What is being asked>
Rewrite the entries starting at the line containing "Give the outline of every instance of the front" and ending at the line containing "M167 268L161 267L159", replacing "front wheel" with "rear wheel" and leaving everything else unchanged.

[Annotation dataset entries]

_ _ _ _ _

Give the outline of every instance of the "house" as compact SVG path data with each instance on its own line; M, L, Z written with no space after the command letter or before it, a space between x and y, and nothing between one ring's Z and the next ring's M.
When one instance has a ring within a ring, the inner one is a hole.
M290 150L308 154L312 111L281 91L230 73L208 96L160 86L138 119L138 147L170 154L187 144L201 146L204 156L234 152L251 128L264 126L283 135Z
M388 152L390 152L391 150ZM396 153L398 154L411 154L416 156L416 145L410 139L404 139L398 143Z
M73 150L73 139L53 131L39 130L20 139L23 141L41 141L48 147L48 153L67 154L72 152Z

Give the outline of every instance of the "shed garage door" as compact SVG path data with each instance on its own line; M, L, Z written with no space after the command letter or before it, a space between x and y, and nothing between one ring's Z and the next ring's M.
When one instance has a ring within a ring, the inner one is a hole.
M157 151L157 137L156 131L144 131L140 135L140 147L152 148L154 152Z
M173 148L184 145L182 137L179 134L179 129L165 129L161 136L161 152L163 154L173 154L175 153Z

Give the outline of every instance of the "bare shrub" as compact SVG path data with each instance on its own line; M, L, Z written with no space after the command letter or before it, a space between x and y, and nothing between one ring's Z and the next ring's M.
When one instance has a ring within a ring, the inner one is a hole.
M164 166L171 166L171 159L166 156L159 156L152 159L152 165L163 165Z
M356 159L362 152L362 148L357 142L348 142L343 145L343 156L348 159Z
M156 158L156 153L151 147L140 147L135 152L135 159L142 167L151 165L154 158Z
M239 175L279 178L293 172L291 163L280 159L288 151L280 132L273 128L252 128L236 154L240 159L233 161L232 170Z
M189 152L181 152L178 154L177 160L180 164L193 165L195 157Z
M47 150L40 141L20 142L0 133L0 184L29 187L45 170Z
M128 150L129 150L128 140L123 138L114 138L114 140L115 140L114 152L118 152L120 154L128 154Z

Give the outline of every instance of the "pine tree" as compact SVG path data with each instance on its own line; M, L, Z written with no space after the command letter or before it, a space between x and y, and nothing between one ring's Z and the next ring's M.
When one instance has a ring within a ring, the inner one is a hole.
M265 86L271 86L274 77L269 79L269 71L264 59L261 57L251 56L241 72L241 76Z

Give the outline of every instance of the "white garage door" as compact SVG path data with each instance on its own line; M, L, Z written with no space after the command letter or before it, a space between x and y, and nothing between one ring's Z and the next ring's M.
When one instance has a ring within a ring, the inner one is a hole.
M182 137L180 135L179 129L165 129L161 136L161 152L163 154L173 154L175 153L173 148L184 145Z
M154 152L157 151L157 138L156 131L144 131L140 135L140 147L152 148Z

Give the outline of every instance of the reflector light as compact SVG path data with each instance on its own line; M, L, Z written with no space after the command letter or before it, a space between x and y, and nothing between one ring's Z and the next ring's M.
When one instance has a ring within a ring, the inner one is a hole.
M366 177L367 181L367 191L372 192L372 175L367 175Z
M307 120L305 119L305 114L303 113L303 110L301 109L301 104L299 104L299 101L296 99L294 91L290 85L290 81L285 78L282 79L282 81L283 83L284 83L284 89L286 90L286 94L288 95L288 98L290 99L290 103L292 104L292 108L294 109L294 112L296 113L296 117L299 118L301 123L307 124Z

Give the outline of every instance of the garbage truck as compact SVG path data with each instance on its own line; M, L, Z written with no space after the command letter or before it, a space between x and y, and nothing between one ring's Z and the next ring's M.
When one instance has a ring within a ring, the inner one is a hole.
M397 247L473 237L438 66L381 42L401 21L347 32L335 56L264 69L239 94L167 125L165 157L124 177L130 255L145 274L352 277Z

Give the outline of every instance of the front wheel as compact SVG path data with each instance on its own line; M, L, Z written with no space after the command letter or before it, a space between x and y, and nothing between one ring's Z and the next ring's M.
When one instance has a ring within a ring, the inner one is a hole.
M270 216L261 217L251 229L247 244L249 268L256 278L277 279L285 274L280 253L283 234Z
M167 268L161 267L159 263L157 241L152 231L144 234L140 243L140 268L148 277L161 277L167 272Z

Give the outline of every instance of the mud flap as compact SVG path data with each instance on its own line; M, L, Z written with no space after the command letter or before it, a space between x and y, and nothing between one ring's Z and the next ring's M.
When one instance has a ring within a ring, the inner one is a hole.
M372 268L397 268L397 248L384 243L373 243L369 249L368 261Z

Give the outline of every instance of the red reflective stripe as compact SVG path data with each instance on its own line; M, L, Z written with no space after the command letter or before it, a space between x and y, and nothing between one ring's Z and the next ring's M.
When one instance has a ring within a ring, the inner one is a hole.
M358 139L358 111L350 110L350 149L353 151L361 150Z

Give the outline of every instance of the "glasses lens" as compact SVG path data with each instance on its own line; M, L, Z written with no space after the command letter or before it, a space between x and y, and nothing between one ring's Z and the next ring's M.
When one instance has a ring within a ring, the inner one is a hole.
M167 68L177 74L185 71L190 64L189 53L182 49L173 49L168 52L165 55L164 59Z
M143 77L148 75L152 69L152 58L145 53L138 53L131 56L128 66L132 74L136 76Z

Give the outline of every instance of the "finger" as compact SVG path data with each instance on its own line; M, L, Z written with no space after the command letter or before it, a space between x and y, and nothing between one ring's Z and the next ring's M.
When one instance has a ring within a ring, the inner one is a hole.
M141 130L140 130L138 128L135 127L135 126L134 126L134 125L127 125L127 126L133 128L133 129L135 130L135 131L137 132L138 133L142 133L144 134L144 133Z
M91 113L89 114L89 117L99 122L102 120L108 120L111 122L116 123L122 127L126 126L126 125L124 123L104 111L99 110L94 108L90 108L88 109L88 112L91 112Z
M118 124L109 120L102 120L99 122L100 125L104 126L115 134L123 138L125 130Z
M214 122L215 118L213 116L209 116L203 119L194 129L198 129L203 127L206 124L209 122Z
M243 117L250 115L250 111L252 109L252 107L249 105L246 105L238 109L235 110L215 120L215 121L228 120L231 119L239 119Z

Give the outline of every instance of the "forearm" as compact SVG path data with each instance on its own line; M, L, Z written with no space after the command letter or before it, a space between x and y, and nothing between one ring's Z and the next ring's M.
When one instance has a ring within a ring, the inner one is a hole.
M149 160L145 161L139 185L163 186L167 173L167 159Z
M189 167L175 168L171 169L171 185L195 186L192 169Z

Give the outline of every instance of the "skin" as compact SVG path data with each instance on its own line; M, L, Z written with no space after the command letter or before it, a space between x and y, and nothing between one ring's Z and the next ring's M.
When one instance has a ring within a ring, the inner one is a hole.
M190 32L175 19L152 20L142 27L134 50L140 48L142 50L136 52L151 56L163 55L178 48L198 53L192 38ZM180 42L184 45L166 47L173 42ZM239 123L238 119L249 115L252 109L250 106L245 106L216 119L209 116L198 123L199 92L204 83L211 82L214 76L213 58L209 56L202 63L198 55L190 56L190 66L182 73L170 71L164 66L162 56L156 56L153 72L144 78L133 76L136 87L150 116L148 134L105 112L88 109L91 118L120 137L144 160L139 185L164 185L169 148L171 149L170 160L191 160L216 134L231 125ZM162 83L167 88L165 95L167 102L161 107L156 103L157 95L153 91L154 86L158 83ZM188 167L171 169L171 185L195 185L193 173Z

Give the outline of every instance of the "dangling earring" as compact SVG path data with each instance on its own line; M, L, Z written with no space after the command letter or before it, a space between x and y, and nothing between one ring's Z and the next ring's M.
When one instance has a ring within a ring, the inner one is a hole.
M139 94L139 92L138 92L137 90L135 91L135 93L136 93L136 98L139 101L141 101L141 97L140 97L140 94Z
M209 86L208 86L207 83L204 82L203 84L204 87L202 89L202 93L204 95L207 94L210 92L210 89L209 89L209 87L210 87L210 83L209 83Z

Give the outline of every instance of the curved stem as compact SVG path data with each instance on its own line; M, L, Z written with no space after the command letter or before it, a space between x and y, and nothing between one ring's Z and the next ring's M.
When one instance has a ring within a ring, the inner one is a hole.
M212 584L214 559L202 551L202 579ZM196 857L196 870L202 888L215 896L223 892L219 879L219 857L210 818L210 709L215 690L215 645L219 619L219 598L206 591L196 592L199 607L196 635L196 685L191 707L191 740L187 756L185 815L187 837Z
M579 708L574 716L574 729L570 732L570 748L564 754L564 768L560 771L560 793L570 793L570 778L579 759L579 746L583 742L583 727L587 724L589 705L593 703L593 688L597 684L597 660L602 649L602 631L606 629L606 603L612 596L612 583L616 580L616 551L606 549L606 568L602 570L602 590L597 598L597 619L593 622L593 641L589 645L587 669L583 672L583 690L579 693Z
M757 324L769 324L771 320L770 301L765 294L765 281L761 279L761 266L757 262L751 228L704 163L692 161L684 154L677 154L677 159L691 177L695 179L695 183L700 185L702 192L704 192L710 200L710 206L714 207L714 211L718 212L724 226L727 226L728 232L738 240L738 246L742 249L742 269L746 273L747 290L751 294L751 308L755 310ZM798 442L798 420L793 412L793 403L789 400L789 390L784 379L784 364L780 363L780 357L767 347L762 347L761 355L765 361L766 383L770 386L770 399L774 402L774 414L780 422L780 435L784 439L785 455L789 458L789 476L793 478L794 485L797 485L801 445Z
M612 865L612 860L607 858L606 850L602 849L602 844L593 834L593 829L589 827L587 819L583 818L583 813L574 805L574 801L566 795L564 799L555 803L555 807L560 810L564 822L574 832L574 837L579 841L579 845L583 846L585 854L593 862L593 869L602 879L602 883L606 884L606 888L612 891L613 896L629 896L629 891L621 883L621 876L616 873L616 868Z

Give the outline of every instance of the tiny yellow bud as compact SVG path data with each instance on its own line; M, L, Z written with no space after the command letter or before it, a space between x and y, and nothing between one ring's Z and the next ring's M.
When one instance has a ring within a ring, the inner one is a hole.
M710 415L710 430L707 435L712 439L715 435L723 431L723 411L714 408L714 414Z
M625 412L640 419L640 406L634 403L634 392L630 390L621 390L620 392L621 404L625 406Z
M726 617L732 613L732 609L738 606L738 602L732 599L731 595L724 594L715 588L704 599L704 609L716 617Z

_ _ _ _ _

Response>
Give the outline of every instance of the rear wheel as compact SVG path data with each instance on its own line; M, L, Z written with no space after the command letter or before it, a space between x and y, and nothing between one ring's Z and the next ring's M.
When one instance has a ring within a ring, the inner one is a hole.
M270 216L261 217L251 229L247 244L249 268L256 278L277 279L285 274L280 253L283 234Z
M167 268L161 267L159 263L157 241L152 231L144 234L140 243L140 268L148 277L161 277L167 272Z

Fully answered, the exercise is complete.